Il se vanta publiquement de ces faits, dont il ne paraissait pas comprendre la gravité. D’abord on ne put y croire ; mais, appelé devant le directeur, X… raconta ce qui se passait manière à lever tous les doutes.

On prit, dès ce moment des mesures pour mettre cet homme dans l’impossibilité de renouveler les profanations qu’on venait de découvrir. Mais cet idiot si privé d’intelligence pour toutes choses déploya, dans ce cas, un instinct de ruse qui le fit triompher de tous les obstacles. Il avait dérobé une clef qui ouvrait la salle des morts et les profanations de cadavres purent ainsi continuer pendant longtemps.

Il fallut enfin reconnaître l’inutilité des mesures employées jusque-là pour prévenir le retour d’actes si odieux et X… fut envoyé à l’asile des aliénés de Saint-Dizier.

Mais il faut franchir un pas de plus, arriver à ceux qui, pour satisfaire leurs passions, vont jusqu’à déterrer les morts et briser leurs cercueils.

En 1848 on constata, à plusieurs reprises au cimetière Montparnasse que tes tombes récemment creusées avaient été profanées. Malgré les précautions qui furent immédiatement prises, ces attentats se renouvelèrent plusieurs fois de suite.

Ce ne fut qu’après un temps assez long qu’on parvint à surprendre le coupable. C’était un sergent, nommé Bertrand, en garnison à Paris, dont la conduite paraissait irréprochable et qui avait d’excellentes notes au régiment.

* **LES CONSIGNES**
[A] Donnez tous les noms de lieux qui figurent dans le texte.
[B] Recopiez mot pour mot le passage du texte qui va de « Il fallut enfin » à « briser leurs cercueils. », ces deux bouts compris.
Les lignes qui suivent ne servent à rien ici.

* **LIGNES AFFICHÉES**
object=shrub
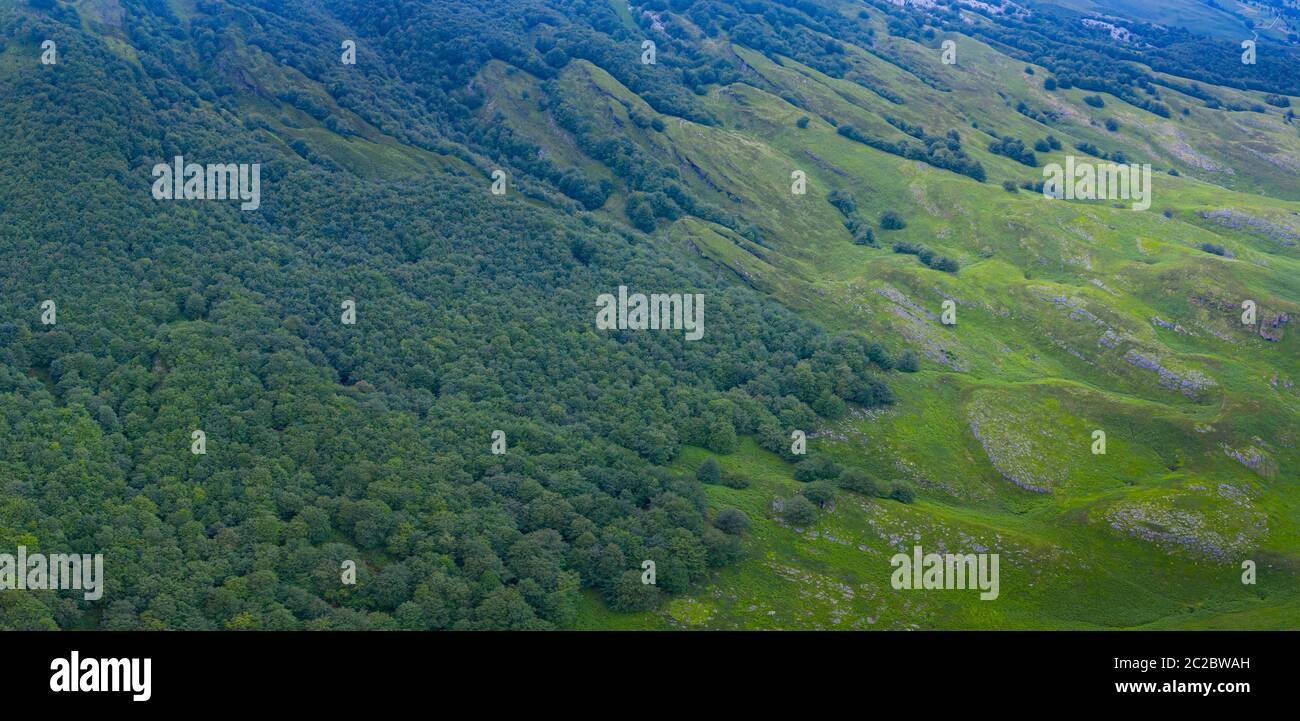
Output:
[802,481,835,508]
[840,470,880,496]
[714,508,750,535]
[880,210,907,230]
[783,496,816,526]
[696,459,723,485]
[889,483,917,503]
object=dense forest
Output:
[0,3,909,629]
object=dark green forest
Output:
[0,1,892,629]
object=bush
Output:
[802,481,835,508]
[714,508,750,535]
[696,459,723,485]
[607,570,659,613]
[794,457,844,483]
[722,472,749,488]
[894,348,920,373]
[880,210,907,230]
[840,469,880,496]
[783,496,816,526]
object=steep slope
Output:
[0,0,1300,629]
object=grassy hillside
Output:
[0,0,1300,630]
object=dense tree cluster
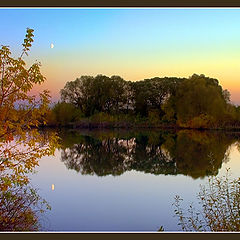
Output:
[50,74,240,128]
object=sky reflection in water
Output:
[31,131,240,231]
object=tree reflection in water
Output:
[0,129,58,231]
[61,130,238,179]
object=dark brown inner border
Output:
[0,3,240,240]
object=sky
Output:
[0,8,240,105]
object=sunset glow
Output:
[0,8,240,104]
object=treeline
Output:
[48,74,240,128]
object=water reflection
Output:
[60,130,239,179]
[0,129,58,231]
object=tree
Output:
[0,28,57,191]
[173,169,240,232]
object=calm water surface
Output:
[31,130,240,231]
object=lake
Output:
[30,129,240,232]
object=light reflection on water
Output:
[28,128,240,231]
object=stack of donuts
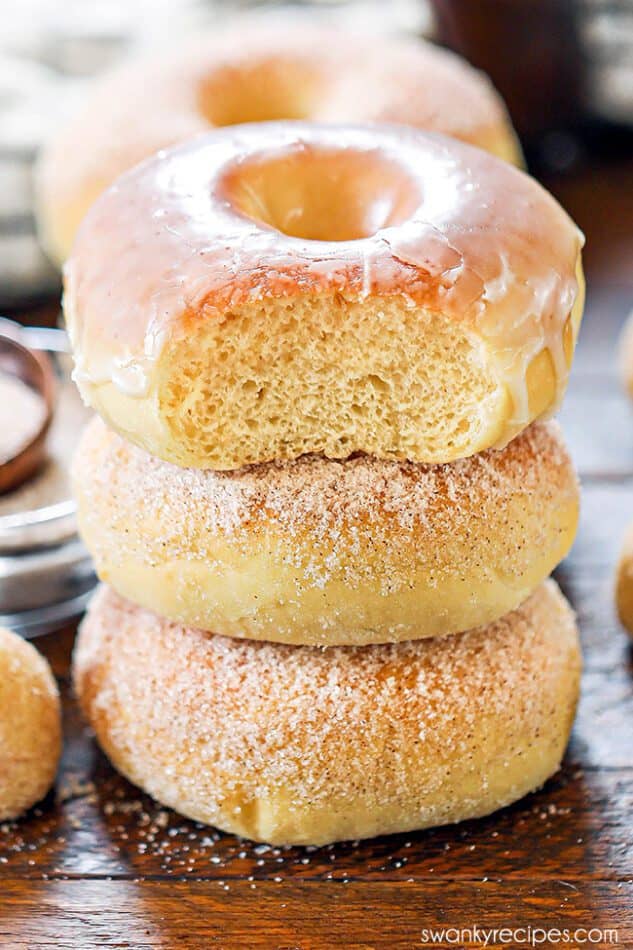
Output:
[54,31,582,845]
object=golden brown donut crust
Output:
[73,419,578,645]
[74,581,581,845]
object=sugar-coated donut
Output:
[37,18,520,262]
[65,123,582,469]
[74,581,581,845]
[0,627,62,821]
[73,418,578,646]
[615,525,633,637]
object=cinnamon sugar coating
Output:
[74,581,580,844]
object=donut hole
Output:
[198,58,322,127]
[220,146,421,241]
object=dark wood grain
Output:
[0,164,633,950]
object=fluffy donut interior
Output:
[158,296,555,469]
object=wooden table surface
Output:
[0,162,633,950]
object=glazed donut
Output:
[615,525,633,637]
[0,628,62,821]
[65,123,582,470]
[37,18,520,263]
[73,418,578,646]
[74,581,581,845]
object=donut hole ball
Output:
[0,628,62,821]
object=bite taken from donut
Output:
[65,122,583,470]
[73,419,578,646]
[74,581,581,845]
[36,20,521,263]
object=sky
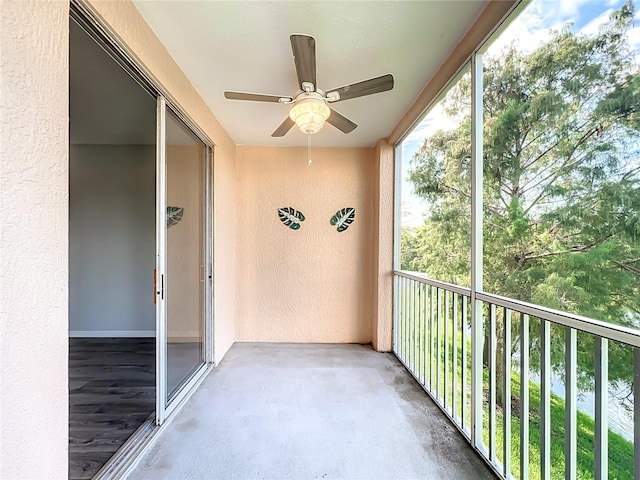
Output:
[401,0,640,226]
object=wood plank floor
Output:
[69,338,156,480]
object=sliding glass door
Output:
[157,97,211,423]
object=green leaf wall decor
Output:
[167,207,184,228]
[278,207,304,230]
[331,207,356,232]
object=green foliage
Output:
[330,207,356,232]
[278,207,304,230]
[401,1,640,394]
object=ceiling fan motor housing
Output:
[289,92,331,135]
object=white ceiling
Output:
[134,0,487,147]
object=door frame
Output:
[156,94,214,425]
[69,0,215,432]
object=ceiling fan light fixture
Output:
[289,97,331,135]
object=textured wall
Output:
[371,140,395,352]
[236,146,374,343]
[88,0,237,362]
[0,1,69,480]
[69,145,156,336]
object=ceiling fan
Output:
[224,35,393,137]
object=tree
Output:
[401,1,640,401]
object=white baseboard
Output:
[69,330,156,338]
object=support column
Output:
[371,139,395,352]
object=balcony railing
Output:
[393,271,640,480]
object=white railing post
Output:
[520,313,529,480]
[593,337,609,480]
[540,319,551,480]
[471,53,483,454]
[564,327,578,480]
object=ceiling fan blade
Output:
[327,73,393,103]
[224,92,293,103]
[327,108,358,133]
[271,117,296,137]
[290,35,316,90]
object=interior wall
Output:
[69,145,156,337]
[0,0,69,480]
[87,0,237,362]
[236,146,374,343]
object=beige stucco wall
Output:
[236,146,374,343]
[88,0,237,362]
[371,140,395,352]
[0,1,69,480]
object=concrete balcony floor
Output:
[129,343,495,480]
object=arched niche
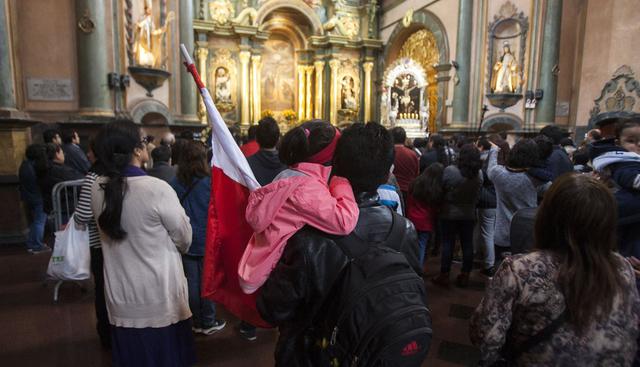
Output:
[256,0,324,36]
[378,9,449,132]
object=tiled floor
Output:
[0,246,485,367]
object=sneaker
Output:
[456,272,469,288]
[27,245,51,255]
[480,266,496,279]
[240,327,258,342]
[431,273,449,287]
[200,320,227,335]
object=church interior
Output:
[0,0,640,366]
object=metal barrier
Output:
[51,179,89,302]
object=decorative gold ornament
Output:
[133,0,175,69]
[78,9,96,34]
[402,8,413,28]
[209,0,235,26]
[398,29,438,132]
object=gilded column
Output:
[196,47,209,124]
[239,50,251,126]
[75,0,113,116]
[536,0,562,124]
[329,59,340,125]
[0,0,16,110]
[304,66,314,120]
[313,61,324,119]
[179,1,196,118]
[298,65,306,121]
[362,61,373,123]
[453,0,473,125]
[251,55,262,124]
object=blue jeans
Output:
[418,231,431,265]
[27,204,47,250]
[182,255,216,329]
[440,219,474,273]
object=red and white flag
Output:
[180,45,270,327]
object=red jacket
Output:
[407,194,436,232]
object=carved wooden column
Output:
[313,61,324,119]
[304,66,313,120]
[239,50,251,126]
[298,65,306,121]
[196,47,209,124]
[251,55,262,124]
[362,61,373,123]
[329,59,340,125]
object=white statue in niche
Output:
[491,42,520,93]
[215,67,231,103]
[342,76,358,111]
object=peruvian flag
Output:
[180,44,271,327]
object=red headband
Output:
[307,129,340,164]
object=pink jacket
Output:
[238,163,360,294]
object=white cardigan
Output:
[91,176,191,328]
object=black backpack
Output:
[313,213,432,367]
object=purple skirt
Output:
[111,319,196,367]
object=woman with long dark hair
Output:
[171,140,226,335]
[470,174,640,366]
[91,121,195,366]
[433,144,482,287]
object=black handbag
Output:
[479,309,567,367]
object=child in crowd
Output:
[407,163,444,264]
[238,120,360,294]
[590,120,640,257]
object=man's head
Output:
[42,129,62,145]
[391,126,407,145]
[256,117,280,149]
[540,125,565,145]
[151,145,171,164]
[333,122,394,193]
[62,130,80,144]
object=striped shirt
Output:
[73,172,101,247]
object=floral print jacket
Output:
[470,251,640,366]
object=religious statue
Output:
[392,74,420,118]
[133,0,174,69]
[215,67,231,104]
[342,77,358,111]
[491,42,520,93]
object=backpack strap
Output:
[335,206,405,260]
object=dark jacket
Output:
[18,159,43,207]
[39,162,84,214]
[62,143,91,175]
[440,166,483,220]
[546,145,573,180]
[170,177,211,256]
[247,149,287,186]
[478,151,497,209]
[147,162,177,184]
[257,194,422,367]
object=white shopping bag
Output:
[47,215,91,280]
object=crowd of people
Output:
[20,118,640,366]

---

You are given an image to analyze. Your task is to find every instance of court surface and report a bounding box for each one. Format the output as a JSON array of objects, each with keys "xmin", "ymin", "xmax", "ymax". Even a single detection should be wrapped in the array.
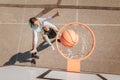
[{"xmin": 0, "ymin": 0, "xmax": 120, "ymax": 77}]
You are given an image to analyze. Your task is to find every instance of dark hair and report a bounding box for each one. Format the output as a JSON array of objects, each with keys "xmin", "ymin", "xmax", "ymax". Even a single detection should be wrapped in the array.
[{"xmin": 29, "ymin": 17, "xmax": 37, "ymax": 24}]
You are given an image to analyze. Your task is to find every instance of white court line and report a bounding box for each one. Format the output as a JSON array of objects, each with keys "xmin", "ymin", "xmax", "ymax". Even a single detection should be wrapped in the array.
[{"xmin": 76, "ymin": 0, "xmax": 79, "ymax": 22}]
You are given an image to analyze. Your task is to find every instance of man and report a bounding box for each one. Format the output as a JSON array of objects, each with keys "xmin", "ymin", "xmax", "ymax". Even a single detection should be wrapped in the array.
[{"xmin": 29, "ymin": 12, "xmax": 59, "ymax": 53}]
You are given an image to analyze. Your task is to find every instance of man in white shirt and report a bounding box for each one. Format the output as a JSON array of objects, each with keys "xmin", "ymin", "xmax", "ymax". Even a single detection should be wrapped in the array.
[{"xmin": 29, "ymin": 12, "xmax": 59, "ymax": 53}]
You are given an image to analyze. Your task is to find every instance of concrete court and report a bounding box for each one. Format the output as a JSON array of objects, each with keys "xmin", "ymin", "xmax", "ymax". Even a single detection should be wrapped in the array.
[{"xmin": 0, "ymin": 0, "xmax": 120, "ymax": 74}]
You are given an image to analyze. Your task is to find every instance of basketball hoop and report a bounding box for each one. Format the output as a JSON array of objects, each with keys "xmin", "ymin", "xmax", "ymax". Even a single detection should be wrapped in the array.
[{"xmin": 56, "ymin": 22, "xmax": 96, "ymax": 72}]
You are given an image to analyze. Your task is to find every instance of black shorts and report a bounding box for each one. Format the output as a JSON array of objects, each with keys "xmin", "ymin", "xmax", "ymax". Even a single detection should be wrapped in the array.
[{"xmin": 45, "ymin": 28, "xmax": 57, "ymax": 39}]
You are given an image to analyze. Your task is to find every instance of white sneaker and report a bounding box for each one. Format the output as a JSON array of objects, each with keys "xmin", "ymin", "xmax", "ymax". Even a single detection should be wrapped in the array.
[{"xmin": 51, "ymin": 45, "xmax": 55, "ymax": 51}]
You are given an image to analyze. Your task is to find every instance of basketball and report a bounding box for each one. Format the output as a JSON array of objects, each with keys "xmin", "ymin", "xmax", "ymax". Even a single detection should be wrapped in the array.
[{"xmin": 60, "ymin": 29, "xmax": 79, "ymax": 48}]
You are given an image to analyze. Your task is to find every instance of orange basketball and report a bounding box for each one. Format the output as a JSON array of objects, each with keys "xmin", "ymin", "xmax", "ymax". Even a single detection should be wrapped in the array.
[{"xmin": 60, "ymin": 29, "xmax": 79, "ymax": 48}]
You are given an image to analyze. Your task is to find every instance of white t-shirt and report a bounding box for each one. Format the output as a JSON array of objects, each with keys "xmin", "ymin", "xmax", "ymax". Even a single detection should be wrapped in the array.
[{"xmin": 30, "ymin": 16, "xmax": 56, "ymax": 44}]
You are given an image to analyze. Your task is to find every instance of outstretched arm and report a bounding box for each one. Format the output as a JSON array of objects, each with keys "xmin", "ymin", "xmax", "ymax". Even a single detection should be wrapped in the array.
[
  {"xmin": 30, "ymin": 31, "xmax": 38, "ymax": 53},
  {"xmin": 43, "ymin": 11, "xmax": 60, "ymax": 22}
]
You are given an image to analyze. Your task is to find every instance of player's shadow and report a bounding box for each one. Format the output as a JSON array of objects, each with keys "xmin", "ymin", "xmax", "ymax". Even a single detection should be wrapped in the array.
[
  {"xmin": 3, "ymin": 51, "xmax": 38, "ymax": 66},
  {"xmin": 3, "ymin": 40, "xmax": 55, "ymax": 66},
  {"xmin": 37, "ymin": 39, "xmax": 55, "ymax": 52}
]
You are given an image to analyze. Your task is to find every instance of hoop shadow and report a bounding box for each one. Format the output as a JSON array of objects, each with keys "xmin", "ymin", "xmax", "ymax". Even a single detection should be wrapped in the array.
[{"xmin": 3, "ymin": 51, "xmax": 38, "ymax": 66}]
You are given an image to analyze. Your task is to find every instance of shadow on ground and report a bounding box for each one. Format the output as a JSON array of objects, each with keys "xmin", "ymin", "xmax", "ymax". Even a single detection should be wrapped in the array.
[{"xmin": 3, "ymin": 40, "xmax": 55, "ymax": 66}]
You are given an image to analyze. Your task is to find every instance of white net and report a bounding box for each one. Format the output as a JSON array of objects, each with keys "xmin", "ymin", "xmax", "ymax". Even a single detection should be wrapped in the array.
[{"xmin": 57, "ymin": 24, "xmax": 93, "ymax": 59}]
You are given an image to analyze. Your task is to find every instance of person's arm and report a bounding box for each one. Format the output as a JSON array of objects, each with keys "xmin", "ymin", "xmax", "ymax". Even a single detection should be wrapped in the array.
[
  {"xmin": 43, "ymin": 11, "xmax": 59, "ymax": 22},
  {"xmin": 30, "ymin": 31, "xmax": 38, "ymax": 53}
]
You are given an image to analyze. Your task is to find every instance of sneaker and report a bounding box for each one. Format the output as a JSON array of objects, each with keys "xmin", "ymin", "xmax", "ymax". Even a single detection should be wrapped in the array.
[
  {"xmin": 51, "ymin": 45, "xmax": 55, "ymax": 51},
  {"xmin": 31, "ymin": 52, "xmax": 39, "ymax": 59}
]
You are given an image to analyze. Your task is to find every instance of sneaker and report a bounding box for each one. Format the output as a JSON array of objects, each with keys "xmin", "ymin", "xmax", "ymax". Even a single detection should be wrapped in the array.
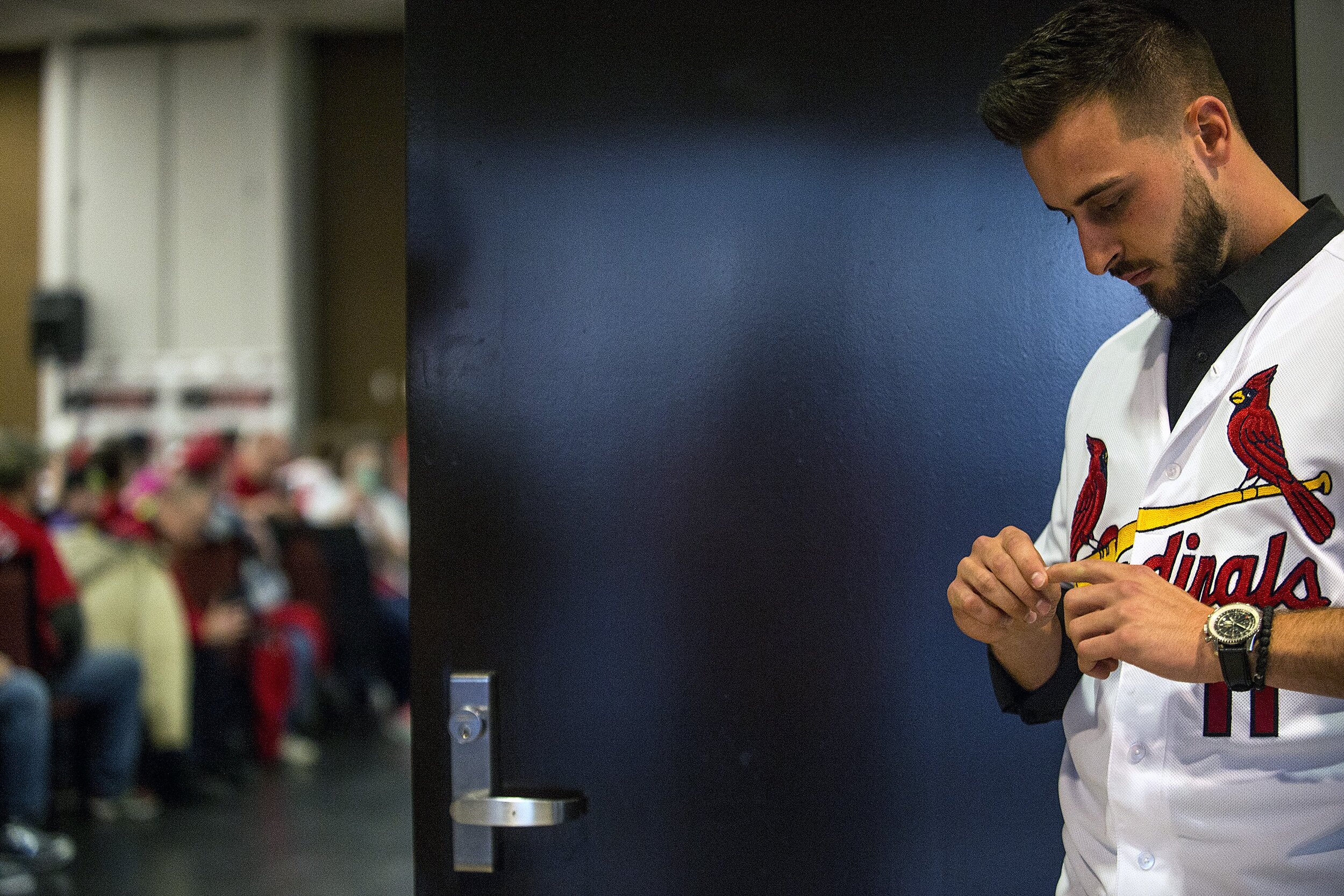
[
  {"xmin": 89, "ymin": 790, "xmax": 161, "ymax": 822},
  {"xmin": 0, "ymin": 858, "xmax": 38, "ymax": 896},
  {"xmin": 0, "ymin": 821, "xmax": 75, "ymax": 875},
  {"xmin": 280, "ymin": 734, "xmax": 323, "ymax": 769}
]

...

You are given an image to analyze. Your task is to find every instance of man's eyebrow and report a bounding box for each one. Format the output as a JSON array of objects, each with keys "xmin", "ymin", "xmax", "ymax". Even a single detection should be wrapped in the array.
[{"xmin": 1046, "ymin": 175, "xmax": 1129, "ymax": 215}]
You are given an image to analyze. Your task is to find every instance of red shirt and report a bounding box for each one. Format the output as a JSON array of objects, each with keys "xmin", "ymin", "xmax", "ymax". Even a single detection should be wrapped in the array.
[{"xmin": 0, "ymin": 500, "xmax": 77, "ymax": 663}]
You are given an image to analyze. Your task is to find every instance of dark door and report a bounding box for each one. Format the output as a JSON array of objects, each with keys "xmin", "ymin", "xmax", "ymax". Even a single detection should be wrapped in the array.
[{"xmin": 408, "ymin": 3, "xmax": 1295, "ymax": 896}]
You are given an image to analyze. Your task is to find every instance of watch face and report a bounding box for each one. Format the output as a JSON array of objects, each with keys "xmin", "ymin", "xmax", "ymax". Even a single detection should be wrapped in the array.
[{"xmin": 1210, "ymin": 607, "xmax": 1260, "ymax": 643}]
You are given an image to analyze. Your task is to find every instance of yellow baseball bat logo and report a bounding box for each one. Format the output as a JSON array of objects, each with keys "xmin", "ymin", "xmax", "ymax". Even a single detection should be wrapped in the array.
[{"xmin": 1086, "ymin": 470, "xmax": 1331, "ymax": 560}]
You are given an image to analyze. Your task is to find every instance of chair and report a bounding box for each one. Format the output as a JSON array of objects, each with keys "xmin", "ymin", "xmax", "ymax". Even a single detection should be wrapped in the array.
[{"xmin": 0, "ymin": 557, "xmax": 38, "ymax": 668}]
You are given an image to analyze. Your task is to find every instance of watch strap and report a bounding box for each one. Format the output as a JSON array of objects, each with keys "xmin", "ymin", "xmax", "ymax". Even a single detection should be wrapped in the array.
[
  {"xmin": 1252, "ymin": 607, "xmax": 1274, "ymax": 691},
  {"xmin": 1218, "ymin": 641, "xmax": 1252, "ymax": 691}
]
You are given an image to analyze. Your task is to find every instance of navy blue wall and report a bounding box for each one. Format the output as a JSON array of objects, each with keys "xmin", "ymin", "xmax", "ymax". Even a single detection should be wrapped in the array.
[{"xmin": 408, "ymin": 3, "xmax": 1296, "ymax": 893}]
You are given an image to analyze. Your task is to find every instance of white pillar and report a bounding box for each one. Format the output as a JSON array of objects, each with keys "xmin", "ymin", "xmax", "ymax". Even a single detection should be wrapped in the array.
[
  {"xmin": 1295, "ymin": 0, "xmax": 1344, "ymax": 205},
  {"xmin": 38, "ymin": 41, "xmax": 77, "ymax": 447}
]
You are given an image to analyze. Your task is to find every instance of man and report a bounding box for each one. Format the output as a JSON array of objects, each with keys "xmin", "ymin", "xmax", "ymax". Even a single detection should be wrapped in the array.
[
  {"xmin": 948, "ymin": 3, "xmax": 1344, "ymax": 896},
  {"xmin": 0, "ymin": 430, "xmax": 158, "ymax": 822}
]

* **RÉPONSES PAR CONSIGNE**
[A] Saint-Dizier, cimetière Montparnasse, Paris

[B]
Il fallut enfin reconnaître l’inutilité des mesures employées jusque-là pour prévenir le retour d’actes si odieux et X… fut envoyé à l’asile des aliénés de Saint-Dizier.

Mais il faut franchir un pas de plus, arriver à ceux qui, pour satisfaire leurs passions, vont jusqu’à déterrer les morts et briser leurs cercueils.